Give back the listing word for word, from top to bottom.

* * *

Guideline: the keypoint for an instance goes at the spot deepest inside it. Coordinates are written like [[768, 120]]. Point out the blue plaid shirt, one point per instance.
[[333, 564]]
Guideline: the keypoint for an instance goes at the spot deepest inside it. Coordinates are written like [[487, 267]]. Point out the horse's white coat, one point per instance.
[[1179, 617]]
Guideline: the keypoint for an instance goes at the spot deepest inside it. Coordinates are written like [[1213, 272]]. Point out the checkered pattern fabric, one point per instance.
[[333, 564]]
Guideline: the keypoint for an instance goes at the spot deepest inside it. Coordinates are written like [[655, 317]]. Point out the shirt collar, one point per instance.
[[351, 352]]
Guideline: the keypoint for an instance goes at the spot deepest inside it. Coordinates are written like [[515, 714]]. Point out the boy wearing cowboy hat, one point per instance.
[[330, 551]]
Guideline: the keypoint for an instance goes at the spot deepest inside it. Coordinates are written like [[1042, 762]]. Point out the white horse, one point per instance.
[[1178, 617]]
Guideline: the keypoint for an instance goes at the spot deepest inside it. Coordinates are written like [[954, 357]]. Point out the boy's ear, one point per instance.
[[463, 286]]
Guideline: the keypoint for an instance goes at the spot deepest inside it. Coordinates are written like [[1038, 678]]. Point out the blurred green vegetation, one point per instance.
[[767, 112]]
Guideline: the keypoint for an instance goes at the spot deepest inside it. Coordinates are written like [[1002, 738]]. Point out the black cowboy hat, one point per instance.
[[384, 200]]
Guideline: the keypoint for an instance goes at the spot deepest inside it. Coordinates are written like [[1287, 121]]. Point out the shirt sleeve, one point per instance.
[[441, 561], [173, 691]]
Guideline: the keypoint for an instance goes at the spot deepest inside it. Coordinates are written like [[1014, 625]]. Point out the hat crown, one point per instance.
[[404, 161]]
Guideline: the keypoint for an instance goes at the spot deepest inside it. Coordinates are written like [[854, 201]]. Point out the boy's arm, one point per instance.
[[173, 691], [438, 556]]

* * *

= Task answer =
Guideline: the keypoint for an instance goes at the spot deepest inside it. Coordinates are written like [[768, 120]]. Point out the blue plaid shirt, one point per instance.
[[333, 564]]
Guideline: the keypoint for an instance goes at the spot deepest inside it. Coordinates are written like [[487, 267]]. Point out the horse's white coat, one point per instance.
[[1179, 617]]
Guideline: the keypoint for an instance goes at the spot deepest inside it. Coordinates are written like [[1213, 272]]. Point out the checkered pattern fabric, one point per instance.
[[333, 564]]
Guideline: the keypoint for an instance goes at the spot deepest inside it. Coordinates are written like [[655, 317]]. Point out the shirt collar, one point per instance.
[[351, 352]]
Guideline: the keypoint for an instance goes at the spot deepest inside it. Coordinates are written like [[515, 714]]. Point out the boy wearing cowboy hat, one point per instance.
[[330, 551]]
Guideline: the keypoint for an instance goes at the spot deepest inside it. Coordinates are written like [[1042, 762]]. Point out the white horse, one point per instance.
[[1178, 617]]
Guideline: the keypoint for an instance goes at the spot deepest inside it. Coordinates are written like [[954, 357]]. Point out the boy's ear, one point per instance.
[[463, 286]]
Guideline: the keypoint for an instance goes at the spot deepest inside it. Coordinates are written like [[1038, 678]]. Point out the blurred green vegetation, one point per instance.
[[767, 112]]
Guideline: the keypoint for an instance goes at the spot deepest inside it. Coordinates are written like [[1002, 738]]. Point out the black cowboy hat, one point per instance.
[[384, 200]]
Guideline: the keypoint for an instance goes at the spot deepest inside it. Coordinates are written like [[1287, 121]]. Point out the shirt sleeve, one point per instance.
[[441, 561], [173, 691]]
Guideline: the keypoint for an instance goes at the spot deepest inside it. Coordinates are written like [[1014, 625]]. Point out the hat crown, one point per instance.
[[404, 161]]
Guideline: the keypoint for an instance goes at the spot deepest inside it. Coordinates are written like [[854, 201]]. Point out the boy's arm, one point per instance.
[[173, 691], [438, 556]]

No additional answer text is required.